Stored data entries:
+ + + + + + +

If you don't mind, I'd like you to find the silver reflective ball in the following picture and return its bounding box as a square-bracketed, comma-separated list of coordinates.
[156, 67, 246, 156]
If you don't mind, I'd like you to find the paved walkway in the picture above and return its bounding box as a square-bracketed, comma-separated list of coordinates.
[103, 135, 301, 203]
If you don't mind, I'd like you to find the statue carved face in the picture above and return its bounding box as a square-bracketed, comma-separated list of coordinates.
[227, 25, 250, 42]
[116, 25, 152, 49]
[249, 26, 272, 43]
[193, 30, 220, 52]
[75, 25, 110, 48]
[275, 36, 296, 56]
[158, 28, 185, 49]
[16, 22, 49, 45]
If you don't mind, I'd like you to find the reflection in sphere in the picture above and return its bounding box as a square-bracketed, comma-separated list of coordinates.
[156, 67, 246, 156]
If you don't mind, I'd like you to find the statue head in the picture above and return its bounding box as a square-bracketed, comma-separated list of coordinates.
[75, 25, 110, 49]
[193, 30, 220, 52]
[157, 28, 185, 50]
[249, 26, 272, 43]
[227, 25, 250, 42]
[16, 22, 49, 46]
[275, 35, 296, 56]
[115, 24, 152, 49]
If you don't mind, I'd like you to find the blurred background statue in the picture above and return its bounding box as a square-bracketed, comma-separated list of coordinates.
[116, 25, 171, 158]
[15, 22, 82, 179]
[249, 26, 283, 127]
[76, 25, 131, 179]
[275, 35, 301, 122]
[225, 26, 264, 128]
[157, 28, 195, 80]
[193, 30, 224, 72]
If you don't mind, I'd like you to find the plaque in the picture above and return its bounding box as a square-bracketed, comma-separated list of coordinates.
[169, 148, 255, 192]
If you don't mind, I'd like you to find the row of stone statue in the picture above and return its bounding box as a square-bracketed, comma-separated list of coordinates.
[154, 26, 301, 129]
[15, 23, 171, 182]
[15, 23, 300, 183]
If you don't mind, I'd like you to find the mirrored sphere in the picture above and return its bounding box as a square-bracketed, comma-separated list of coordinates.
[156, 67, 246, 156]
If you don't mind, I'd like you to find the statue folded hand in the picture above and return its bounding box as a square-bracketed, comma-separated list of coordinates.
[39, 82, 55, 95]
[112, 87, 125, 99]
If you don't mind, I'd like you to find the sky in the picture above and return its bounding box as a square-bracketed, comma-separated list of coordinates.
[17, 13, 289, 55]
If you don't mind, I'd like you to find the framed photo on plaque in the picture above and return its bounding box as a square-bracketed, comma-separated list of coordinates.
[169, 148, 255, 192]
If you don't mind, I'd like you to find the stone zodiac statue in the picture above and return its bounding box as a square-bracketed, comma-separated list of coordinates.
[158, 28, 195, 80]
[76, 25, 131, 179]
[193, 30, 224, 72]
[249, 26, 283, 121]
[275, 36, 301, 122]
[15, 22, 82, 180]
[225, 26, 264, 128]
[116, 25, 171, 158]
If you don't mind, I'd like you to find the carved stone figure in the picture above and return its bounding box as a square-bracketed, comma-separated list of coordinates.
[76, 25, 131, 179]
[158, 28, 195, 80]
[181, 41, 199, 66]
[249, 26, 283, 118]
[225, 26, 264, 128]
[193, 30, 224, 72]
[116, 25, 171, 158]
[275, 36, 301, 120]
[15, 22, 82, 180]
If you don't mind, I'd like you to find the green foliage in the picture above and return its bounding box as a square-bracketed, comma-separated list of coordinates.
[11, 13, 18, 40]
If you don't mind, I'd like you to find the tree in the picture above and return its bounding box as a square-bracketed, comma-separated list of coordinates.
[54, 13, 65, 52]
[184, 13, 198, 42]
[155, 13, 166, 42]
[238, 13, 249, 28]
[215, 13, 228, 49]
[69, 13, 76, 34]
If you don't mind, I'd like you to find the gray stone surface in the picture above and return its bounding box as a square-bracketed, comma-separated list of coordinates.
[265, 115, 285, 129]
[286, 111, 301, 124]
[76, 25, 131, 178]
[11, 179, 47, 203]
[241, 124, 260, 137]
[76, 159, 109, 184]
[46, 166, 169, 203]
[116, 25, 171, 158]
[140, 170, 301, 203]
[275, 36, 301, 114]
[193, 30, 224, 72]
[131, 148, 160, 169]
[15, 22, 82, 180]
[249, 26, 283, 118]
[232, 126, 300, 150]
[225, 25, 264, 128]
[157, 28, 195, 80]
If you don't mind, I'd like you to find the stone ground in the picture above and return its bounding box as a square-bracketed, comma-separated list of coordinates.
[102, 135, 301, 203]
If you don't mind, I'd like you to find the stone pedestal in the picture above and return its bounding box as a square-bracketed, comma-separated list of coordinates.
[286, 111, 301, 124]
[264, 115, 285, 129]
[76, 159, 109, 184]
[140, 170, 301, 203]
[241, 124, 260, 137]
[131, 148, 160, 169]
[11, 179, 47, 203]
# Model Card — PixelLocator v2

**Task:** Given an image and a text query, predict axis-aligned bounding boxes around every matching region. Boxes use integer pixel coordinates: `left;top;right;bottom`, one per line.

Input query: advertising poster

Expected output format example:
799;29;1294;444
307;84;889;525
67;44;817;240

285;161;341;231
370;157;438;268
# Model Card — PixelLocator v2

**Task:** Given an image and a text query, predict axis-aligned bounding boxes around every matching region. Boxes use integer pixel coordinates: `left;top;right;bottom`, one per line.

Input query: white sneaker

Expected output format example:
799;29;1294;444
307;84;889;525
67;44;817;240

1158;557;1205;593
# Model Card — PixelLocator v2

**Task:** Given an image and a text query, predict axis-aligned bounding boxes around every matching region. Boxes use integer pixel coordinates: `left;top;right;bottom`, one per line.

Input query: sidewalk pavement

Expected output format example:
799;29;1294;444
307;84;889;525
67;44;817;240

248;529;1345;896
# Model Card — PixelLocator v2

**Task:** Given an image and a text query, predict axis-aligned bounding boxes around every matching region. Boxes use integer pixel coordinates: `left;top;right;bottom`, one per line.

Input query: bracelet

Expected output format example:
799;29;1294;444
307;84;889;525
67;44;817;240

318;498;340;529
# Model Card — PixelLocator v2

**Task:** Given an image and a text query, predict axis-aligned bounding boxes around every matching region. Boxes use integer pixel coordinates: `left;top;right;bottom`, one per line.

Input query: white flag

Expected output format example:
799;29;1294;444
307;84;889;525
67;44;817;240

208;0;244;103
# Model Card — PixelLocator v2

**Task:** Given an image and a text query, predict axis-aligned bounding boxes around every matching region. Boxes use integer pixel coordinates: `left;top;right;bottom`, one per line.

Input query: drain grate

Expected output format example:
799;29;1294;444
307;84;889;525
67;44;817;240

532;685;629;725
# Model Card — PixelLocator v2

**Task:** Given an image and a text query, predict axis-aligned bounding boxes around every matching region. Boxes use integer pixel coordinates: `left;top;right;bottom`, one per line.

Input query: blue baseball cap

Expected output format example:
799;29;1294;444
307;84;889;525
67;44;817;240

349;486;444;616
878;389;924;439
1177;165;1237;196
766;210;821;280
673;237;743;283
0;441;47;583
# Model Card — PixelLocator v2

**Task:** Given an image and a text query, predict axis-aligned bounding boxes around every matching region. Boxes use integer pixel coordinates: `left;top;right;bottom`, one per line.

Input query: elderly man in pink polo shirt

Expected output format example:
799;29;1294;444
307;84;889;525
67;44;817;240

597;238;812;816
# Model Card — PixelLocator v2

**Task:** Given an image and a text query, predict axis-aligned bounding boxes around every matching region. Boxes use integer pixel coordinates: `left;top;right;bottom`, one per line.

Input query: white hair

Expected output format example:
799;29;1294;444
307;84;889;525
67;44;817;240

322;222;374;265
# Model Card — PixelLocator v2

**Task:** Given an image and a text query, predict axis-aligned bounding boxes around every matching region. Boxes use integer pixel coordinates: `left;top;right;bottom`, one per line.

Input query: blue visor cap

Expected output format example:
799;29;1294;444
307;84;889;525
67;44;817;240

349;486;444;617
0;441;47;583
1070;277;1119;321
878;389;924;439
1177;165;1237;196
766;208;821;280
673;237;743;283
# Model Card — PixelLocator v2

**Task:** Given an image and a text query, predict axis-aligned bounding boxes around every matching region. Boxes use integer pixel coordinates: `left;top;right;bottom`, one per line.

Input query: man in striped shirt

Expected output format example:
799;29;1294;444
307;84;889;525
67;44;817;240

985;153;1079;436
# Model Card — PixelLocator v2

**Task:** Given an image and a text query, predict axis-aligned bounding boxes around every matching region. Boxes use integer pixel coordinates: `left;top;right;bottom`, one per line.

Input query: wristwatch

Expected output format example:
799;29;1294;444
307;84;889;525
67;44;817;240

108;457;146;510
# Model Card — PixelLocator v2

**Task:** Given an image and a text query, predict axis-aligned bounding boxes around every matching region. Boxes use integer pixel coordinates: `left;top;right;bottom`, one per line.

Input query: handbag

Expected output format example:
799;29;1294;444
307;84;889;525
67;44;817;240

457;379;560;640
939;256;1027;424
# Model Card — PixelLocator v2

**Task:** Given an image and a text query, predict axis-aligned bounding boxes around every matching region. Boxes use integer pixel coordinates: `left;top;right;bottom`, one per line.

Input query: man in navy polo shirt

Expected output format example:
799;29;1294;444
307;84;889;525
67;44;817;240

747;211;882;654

+ + + + + + +

Short exercise »
Reproduce verbatim the lines of the listing from the line containing "If you don't mind, I'd like you to find the reflection" up to and including the line containing "[112, 87, 125, 99]".

Task output »
If you don't mind, I'd like you to find the reflection in sphere in the picture above and return its bounding box as a square-bracketed, comma-separated list of coordinates.
[156, 67, 246, 156]
If you don't mind, I'd like you to find the statue head in the picture above and return its bounding box as a square-bracketed, comma-separated list of coordinates.
[75, 25, 110, 49]
[193, 30, 220, 52]
[157, 28, 185, 50]
[249, 26, 272, 43]
[227, 25, 250, 42]
[16, 22, 49, 46]
[275, 35, 296, 56]
[115, 24, 152, 49]
If you don't mind, I'd like you to find the blurred background statue in the picture above and return its bounding box as a square-bracketed, comma-separated list of coordinates.
[116, 25, 171, 158]
[15, 22, 82, 179]
[249, 26, 283, 127]
[76, 25, 131, 179]
[275, 35, 301, 122]
[225, 26, 264, 128]
[157, 28, 195, 80]
[193, 30, 224, 72]
If you don't mind, I'd like you to find the plaque in the picture above and return its bounding box as a square-bracketed, comma-separated list of coordinates.
[169, 148, 255, 192]
If you don't mind, I'd like you to find the row of stone statue in the picture above and return its bounding box as a square-bracketed, comma-separated list of coordinates.
[154, 26, 301, 129]
[15, 23, 171, 182]
[15, 23, 300, 183]
If you don't mind, I'd like you to find the mirrored sphere in the picture above and return its bounding box as a square-bracketed, comma-separated list of coordinates.
[156, 67, 246, 156]
If you don't mind, I'd like you to find the statue folded hand in the picture above and return its bounding box as a square-bracketed, comma-separated list of coordinates.
[39, 82, 55, 95]
[112, 87, 125, 99]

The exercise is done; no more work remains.